Try it →
Return every line of the listing below so that it matches the original exactly.

Raw data →
#####
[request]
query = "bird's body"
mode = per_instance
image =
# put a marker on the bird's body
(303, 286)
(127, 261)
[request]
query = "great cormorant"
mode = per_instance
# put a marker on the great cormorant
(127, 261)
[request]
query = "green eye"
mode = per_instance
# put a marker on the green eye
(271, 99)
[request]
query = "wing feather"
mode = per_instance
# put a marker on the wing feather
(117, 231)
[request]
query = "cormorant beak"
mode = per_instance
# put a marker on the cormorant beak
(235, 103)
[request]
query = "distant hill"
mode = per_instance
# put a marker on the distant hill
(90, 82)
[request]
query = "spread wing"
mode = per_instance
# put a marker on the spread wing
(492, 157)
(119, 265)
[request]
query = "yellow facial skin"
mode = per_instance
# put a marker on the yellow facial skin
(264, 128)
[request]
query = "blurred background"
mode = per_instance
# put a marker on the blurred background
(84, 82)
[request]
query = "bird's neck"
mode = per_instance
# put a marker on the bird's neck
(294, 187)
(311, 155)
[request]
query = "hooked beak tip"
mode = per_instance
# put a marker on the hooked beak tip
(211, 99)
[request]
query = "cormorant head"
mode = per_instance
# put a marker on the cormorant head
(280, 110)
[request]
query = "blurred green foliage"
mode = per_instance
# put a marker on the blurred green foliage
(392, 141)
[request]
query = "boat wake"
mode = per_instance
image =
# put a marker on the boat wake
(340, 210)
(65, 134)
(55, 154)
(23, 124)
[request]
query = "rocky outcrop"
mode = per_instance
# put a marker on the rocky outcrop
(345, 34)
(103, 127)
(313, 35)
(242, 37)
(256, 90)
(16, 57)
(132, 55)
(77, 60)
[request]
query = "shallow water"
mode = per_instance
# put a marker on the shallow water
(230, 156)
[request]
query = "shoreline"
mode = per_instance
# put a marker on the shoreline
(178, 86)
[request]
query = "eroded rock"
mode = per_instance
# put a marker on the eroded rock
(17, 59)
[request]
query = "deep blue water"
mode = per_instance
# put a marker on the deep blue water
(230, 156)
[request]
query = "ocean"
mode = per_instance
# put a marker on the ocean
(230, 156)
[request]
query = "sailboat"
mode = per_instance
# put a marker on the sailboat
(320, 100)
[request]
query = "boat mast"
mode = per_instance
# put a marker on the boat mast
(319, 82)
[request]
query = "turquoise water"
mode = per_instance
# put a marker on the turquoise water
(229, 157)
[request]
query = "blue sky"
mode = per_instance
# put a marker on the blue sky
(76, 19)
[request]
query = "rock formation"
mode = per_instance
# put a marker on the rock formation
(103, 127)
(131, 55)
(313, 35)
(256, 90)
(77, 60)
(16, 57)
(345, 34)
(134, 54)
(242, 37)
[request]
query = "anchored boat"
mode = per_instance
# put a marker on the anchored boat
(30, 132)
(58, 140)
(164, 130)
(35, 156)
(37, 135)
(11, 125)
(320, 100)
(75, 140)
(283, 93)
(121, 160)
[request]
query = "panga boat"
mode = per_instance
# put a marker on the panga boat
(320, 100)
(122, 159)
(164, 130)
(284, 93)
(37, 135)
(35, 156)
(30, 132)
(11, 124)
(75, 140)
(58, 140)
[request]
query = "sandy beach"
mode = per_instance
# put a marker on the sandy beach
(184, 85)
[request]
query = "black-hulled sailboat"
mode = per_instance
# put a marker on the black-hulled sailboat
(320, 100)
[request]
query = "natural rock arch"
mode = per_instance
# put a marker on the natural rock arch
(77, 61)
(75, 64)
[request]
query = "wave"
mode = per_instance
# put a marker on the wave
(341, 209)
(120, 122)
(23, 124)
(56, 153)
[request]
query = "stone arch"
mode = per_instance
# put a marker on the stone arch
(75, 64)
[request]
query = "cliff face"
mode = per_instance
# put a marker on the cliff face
#####
Final answer →
[request]
query = "bird's body"
mode = per_instance
image =
# put a marker on the bird's body
(303, 286)
(127, 261)
[request]
query = "great cormorant"
mode = per_instance
# put a marker on the great cormorant
(127, 261)
[request]
query = "green eye"
mode = per_instance
# put a marker on the green eye
(271, 99)
[request]
query = "wing feather"
mode = per_instance
# put a marker on the wing feather
(117, 231)
[request]
query = "cormorant beak"
mode = per_instance
# put a marker on the cormorant beak
(235, 103)
[request]
query = "distant hill"
mode = per_instance
# put a marker on the distant hill
(90, 82)
[request]
query = "spread wing"
mode = per_instance
# put a marker on the spread wing
(492, 157)
(119, 265)
[request]
query = "yellow facial skin"
mode = per_instance
# put a marker on the yellow facial skin
(264, 128)
[request]
query = "blurred background"
mode = per_instance
# put a marker on the blurred background
(84, 82)
[request]
query = "bird's neck"
mode = per_instance
# put a marker on the bird's neck
(294, 187)
(311, 155)
[request]
query = "hooked beak tip"
mode = per_instance
# put a marker on the hooked beak tip
(211, 99)
[request]
query = "cormorant head"
mode = per_instance
# put a marker on the cormorant head
(280, 110)
[request]
query = "blurred green foliage"
mode = per_instance
# put a marker on the blurred green foliage
(392, 141)
[request]
query = "boat wake"
mode = per_instance
image =
# put a marker on the boat wake
(340, 210)
(65, 134)
(55, 154)
(23, 124)
[request]
query = "rocky outcrop"
mode = per_instance
# put a marker on the rocky outcrop
(345, 34)
(103, 127)
(313, 35)
(242, 37)
(256, 90)
(16, 57)
(132, 55)
(77, 60)
[request]
query = "shallow water"
mode = per_instance
# put a marker on the shallow water
(230, 156)
[request]
query = "shoreline"
mode = per_instance
# put a marker on the shoreline
(178, 86)
[request]
query = "eroded rock"
mode = per_instance
# put a marker on the eroded rock
(17, 59)
[request]
query = "deep blue water"
mode = per_instance
# put a marker on the deep blue water
(230, 156)
[request]
query = "ocean"
mode = per_instance
# put a marker on the ocean
(230, 156)
[request]
query = "sailboat"
mode = per_instance
# put a marker on the sailboat
(320, 100)
[request]
query = "boat mast"
mode = per_instance
# put a marker on the boat mast
(319, 82)
[request]
query = "turquoise water"
mode = per_instance
# put a marker on the turquoise water
(229, 157)
[request]
query = "blue sky"
mode = per_instance
# put a marker on the blue sky
(76, 19)
[request]
query = "rock formation"
mode = per_instance
# put a marker on the rock formation
(103, 127)
(131, 55)
(313, 35)
(256, 90)
(77, 60)
(16, 57)
(345, 34)
(134, 54)
(242, 37)
[request]
query = "anchored boat"
mode = per_instance
# put a marker on the anchored boat
(30, 132)
(58, 140)
(164, 130)
(35, 156)
(37, 135)
(11, 125)
(320, 100)
(75, 140)
(283, 93)
(121, 160)
[request]
query = "panga boat"
mode = per_instance
# put a marker on the panga boat
(320, 100)
(122, 159)
(164, 130)
(284, 93)
(37, 135)
(35, 156)
(30, 132)
(11, 124)
(75, 140)
(58, 140)
[request]
query = "sandy beach"
mode = per_instance
# put a marker on the sandy beach
(184, 85)
[request]
query = "black-hulled sailboat"
mode = per_instance
# put a marker on the black-hulled sailboat
(320, 100)
[request]
query = "natural rock arch"
mode = per_instance
# put a marker on the natural rock arch
(77, 61)
(75, 64)
[request]
query = "wave"
mode = per_instance
# put a marker on the wave
(341, 209)
(120, 122)
(23, 124)
(56, 153)
[request]
query = "stone arch"
mode = per_instance
# put a marker on the stone arch
(75, 64)
[request]
query = "cliff face"
mode = per_instance
# put a marker on the cliff face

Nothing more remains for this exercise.